--- begin Entries shown ---

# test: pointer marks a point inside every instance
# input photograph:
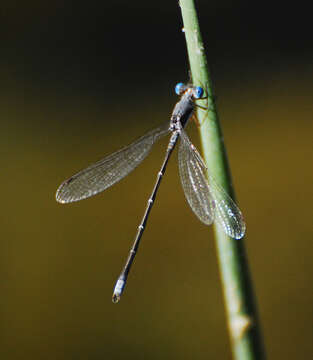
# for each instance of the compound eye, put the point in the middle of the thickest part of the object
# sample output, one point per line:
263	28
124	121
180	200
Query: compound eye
198	92
179	88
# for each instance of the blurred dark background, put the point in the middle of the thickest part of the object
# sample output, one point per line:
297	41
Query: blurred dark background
80	79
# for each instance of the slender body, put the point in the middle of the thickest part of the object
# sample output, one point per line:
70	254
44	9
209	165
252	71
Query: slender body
181	114
208	201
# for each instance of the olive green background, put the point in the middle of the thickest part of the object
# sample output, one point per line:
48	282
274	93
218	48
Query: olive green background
79	80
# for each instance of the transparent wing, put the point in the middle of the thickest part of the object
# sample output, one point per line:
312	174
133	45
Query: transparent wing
194	182
208	201
106	172
227	213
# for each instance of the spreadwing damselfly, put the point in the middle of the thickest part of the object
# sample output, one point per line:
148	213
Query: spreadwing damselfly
206	198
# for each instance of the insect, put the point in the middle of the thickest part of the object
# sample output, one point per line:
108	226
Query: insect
206	198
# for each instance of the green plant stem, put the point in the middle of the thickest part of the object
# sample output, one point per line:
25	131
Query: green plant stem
243	323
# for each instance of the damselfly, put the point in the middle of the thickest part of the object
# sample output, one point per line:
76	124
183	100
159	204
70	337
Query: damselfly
206	198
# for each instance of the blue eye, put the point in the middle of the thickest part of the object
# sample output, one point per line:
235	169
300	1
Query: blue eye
179	88
198	92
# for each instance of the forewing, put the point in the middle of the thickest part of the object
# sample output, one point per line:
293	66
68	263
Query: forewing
193	180
227	213
106	172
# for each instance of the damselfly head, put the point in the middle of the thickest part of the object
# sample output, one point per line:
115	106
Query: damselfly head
196	91
180	88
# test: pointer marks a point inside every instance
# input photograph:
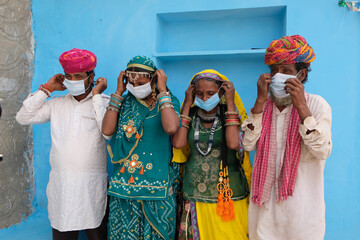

--- end Entries shown ---

Reproduce every line of the records above without any change, but leave out the pictures.

Finished answer.
# test: pointer marks a point inside every instance
# input photograph:
# for each instance of the compound eye, put the point in the middle of the thickest part of the object
# sample output, one point per line:
263	28
124	121
180	200
Query: compound eye
198	92
179	88
# for each instance of the blurred dark background, put the point in the middle of the thickest part of the object
# sample output, one point per line:
297	41
Query: blurred dark background
80	79
# for each instance of the slender body, put the point in the middle of the thickest part of the object
# sample output, one point per line:
70	254
44	9
209	165
252	71
Query: slender body
181	114
208	201
# for each instance of the olive green background, put the point in the middle of the thickest part of the object
# sample output, one point per line:
48	282
274	93
218	48
Query: olive green background
79	80
# for each instance of the transparent wing, put the point in the middle of the thickest part of the object
# sample output, one point per line:
312	174
133	45
Query: transparent wing
194	182
208	201
106	172
227	213
# for each instance of the spreadwing damselfly, put the point in the middle of the thickest part of the object
# sample output, one point per line:
148	213
Query: spreadwing damselfly
206	198
# for each instance of the insect, put the point in the middle of the thickest part of the object
# sample output, one point per line:
108	226
Query: insect
206	198
# for each instance of the green plant stem, put the point in the middle of the thickest part of the object
# sample output, one point per line:
25	131
Query: green plant stem
243	323
# for each instance of the damselfly, put the point in the middle of the thickest part of the object
# sample output, one point per line:
76	124
183	100
159	204
70	337
Query: damselfly
206	198
# for each instance of the blue eye, put the point in the middle of the thickest part of the object
# sample output, one point per line:
235	169
300	1
Query: blue eye
179	88
198	92
# for each instance of the forewing, put the point in the middle of the thickest part of the object
# sample output, one point per line:
293	66
68	263
Query: forewing
193	180
227	213
106	172
# for each instance of the damselfly head, put the point in the middle of the thickest part of the object
# sample output, one point per line:
115	106
Query: damselfly head
196	91
180	88
# test: pointer marks a point inside every instance
# input photograph:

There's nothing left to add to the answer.